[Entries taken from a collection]
**********
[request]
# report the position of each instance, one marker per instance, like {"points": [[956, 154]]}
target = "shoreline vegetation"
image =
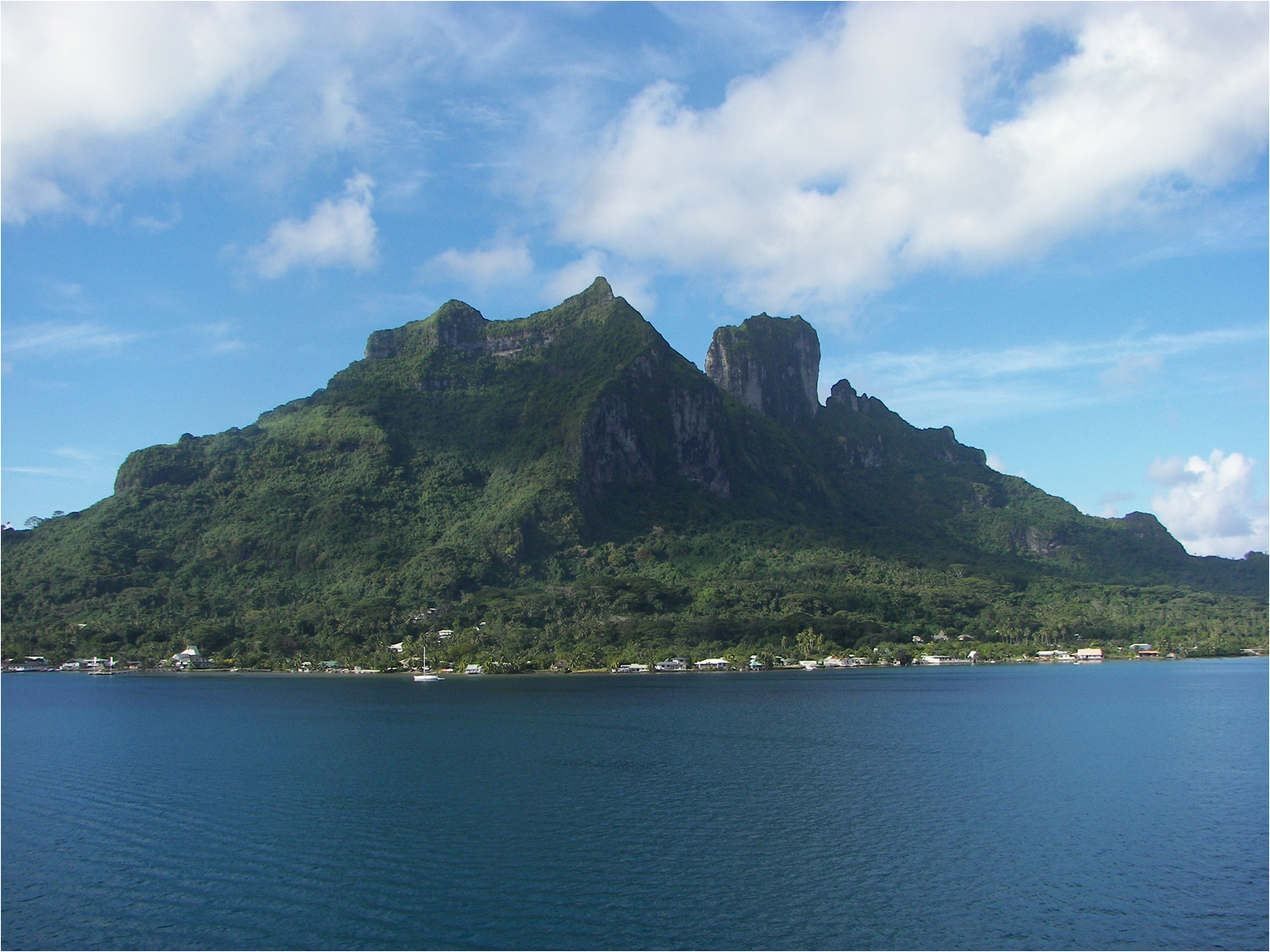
{"points": [[886, 657], [566, 492]]}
**********
- **WHAT YOU SHOULD DO**:
Copy out only the lines from the one containing "# report the" to the end of the entries, unchanged. Drop the pictures.

- **ANSWER SECTION**:
# report the position of each instance, one marker per instance, like {"points": [[956, 154]]}
target = "shoreline vegetation"
image =
{"points": [[886, 657], [566, 492]]}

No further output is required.